### TASK ITEM
Exact reproduction of all the data is needed.

== Segment start ==

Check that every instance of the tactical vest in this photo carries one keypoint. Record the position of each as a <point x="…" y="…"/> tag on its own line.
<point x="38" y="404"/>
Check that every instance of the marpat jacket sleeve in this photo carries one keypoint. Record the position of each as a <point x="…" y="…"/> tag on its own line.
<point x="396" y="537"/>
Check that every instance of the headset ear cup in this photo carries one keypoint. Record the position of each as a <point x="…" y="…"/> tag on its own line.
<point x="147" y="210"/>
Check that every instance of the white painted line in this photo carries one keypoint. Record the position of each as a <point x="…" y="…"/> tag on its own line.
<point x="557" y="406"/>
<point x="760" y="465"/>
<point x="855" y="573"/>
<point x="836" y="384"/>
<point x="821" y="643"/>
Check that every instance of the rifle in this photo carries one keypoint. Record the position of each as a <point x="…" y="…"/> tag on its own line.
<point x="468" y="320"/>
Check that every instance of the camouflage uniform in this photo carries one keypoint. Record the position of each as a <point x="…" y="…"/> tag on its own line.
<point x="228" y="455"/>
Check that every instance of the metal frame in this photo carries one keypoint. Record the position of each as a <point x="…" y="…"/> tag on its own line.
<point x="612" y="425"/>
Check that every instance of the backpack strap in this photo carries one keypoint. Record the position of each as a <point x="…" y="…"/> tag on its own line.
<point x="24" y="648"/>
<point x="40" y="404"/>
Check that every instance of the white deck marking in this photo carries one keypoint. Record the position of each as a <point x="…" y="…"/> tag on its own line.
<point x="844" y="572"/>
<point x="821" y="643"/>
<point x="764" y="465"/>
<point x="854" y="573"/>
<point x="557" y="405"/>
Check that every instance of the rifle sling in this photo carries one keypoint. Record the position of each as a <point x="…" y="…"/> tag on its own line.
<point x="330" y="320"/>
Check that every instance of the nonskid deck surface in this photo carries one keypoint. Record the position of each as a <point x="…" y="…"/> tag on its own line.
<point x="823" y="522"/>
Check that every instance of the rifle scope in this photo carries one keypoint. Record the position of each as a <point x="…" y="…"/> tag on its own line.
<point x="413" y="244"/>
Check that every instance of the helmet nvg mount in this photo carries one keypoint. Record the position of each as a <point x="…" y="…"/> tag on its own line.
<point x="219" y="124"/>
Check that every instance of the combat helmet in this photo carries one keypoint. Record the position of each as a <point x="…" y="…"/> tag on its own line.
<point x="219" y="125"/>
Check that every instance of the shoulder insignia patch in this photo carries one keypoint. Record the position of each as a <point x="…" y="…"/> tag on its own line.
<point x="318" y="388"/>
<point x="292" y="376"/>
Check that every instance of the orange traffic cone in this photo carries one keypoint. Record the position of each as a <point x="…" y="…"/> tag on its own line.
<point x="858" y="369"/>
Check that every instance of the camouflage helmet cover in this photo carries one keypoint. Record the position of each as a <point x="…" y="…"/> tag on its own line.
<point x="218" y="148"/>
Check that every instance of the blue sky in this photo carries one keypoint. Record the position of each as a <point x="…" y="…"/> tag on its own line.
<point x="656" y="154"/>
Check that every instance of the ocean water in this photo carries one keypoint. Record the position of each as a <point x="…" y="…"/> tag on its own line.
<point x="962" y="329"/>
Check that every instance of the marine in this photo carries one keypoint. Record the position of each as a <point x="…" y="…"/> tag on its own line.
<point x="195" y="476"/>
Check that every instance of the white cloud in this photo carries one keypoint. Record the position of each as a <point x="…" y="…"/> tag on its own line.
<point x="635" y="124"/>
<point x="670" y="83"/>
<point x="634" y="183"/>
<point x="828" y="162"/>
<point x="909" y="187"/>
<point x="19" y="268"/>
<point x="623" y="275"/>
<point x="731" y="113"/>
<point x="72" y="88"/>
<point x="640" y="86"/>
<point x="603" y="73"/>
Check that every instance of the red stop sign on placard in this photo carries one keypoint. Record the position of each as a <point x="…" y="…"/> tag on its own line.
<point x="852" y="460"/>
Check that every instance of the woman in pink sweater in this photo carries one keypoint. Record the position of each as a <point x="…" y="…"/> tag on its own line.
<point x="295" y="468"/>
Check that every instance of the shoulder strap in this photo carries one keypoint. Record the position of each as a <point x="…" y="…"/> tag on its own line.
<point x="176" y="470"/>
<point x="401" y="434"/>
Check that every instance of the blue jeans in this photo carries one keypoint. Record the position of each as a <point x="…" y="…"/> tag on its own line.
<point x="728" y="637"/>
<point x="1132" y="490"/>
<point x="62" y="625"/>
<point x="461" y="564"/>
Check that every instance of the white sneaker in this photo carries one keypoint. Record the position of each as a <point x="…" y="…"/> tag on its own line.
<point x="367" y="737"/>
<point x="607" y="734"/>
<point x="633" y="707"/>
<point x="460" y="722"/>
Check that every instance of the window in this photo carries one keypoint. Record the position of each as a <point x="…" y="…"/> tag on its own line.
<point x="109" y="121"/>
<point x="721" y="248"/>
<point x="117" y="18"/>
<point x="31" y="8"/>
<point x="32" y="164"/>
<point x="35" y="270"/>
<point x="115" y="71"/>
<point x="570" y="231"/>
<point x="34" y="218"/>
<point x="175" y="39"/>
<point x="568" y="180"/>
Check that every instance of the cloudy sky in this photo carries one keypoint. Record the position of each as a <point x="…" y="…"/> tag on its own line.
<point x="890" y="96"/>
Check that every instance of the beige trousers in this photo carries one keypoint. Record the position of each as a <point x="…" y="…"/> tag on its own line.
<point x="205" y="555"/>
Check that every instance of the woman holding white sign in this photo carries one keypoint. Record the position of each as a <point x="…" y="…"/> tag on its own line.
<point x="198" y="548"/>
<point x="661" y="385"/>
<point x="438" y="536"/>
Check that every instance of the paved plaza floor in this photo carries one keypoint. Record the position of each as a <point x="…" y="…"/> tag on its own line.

== Segment end ==

### RESULT FOR THIS TASK
Check that every instance of the tactical vest in this photo carries one keypoint. Record the position of each as a <point x="…" y="…"/> tag on its own line.
<point x="38" y="404"/>
Check that every instance of the marpat jacket sleeve in this photo carries one keypoint. Record the position of each as a <point x="…" y="…"/> tag on its own line.
<point x="396" y="537"/>
Check that every instance of the headset ear cup in this photo carries one keypoint. Record the position of each as a <point x="…" y="…"/> tag on its own line.
<point x="147" y="210"/>
Check that every instance of the white painted line in this photo carries one keypoint. Record the position of each as a <point x="…" y="…"/> tag on its own line.
<point x="557" y="406"/>
<point x="760" y="465"/>
<point x="855" y="573"/>
<point x="836" y="384"/>
<point x="821" y="643"/>
Check that every instance of the rifle in this photo carries one keypoint. Record the position of each as a <point x="…" y="…"/> tag on its own line.
<point x="468" y="320"/>
Check that every instance of the camouflage uniform in this photo carries one keypoint. Record the position of each as a <point x="…" y="…"/> tag on its own line.
<point x="228" y="455"/>
Check that every instance of the metal frame in this photo carries one keypoint. Record the position of each as a <point x="…" y="…"/> tag on its own line.
<point x="612" y="425"/>
Check that every instance of the backpack strap in this photo carries one keypoint. Record the position of each as a <point x="…" y="…"/> tag on its own line.
<point x="24" y="648"/>
<point x="40" y="404"/>
Check that every instance of the white deck marking in this photo carries one keypoint. Record the position of each as a <point x="…" y="…"/> tag on its own line.
<point x="844" y="572"/>
<point x="821" y="643"/>
<point x="764" y="465"/>
<point x="854" y="573"/>
<point x="557" y="405"/>
Check that every instance of the rifle sling in this photo carries one keypoint. Record the position of each as a <point x="…" y="…"/> tag on its own line.
<point x="330" y="320"/>
Check that every instance of the nonskid deck surface in this photo carries one keypoint. Record the position of each as a <point x="…" y="…"/> tag on its own line.
<point x="823" y="522"/>
Check that every instance of the rifle scope in this photo carries one keypoint. Record the position of each as a <point x="…" y="…"/> tag on its own line.
<point x="413" y="244"/>
Check that every instance of the helmet nvg mount in this photo carries one keypoint. Record the position of each as a <point x="…" y="…"/> tag on its own line.
<point x="219" y="124"/>
Check that every instance of the combat helmet in this photo carries one keypoint. Record the position of each as a <point x="…" y="…"/> tag on its own line.
<point x="219" y="125"/>
Check that every instance of the shoulder insignia patch in this photo carries one keypoint. Record the position of each as a <point x="…" y="…"/> tag on its own line.
<point x="318" y="388"/>
<point x="292" y="376"/>
Check that every instance of the orange traffic cone in this photo carries one keypoint. Record the position of each as a <point x="…" y="…"/> tag on its own line.
<point x="858" y="369"/>
Check that every instance of the camouflage helmet cover in this photo carries one keypoint. Record the position of each as a <point x="…" y="…"/> tag on its own line.
<point x="218" y="148"/>
Check that every instance of the blue sky in this photo carries one keypoint. Record the position of each as a <point x="…" y="…"/> tag on its own line.
<point x="656" y="154"/>
Check that every instance of the ocean water in this photo carries one keypoint. Record the position of each as a <point x="…" y="…"/> tag on its own line.
<point x="962" y="329"/>
Check that every instance of the marine in this photo carries one keypoint. Record the position of each as a <point x="…" y="…"/> tag on its own line.
<point x="195" y="476"/>
Check that every instance of the white cloud in this photo carries one keypoint. Record the position of each as a <point x="…" y="…"/> tag on its own line.
<point x="635" y="124"/>
<point x="670" y="83"/>
<point x="634" y="183"/>
<point x="828" y="162"/>
<point x="909" y="187"/>
<point x="19" y="268"/>
<point x="623" y="275"/>
<point x="731" y="113"/>
<point x="72" y="88"/>
<point x="640" y="86"/>
<point x="603" y="73"/>
Check that every instance of the red stop sign on placard in this photo carries one keypoint. Record the position of each as a <point x="…" y="…"/> tag on its own line.
<point x="852" y="460"/>
Check that every instance of the woman in pink sweater in this photo carries one keypoint. Record the position of each as a <point x="…" y="…"/> tag on its own line.
<point x="295" y="468"/>
Check that every instance of the shoulder strap in this photo carries one keypoint. Record the position of each as a <point x="…" y="…"/> tag on its own line.
<point x="176" y="470"/>
<point x="401" y="434"/>
Check that every instance of the blue jeans in this photo carries one keypoint. Record the position of each as a <point x="…" y="…"/> tag on its own line.
<point x="728" y="637"/>
<point x="1132" y="490"/>
<point x="62" y="625"/>
<point x="461" y="564"/>
Check that every instance of the white sneaker in this photo carries one keypoint. Record the position of each as a <point x="…" y="…"/> tag on its own line.
<point x="367" y="737"/>
<point x="607" y="734"/>
<point x="633" y="707"/>
<point x="460" y="722"/>
Check that every instance of the window in this photo carries one keypoint. Record the position of each as a <point x="…" y="…"/> tag on its own line.
<point x="109" y="121"/>
<point x="721" y="248"/>
<point x="117" y="18"/>
<point x="31" y="8"/>
<point x="32" y="164"/>
<point x="35" y="270"/>
<point x="115" y="71"/>
<point x="570" y="231"/>
<point x="34" y="218"/>
<point x="175" y="39"/>
<point x="568" y="180"/>
Check that every instance of the cloudy sky in this photo carries one keypoint. Record the position of each as a <point x="…" y="…"/> tag on its own line.
<point x="890" y="96"/>
Check that every instance of the beige trousers in this photo carries one keypoint. Record the position of each as a <point x="…" y="…"/> tag on its own line.
<point x="205" y="555"/>
Check that every instance of the woman holding white sign in this photo carries one keypoint. Record the position of each as a <point x="…" y="…"/> tag on its own line.
<point x="198" y="548"/>
<point x="661" y="385"/>
<point x="438" y="536"/>
Check that every instance of the paved plaza floor in this photo carries one keypoint. Record the position of each as a <point x="…" y="…"/> tag on its own line.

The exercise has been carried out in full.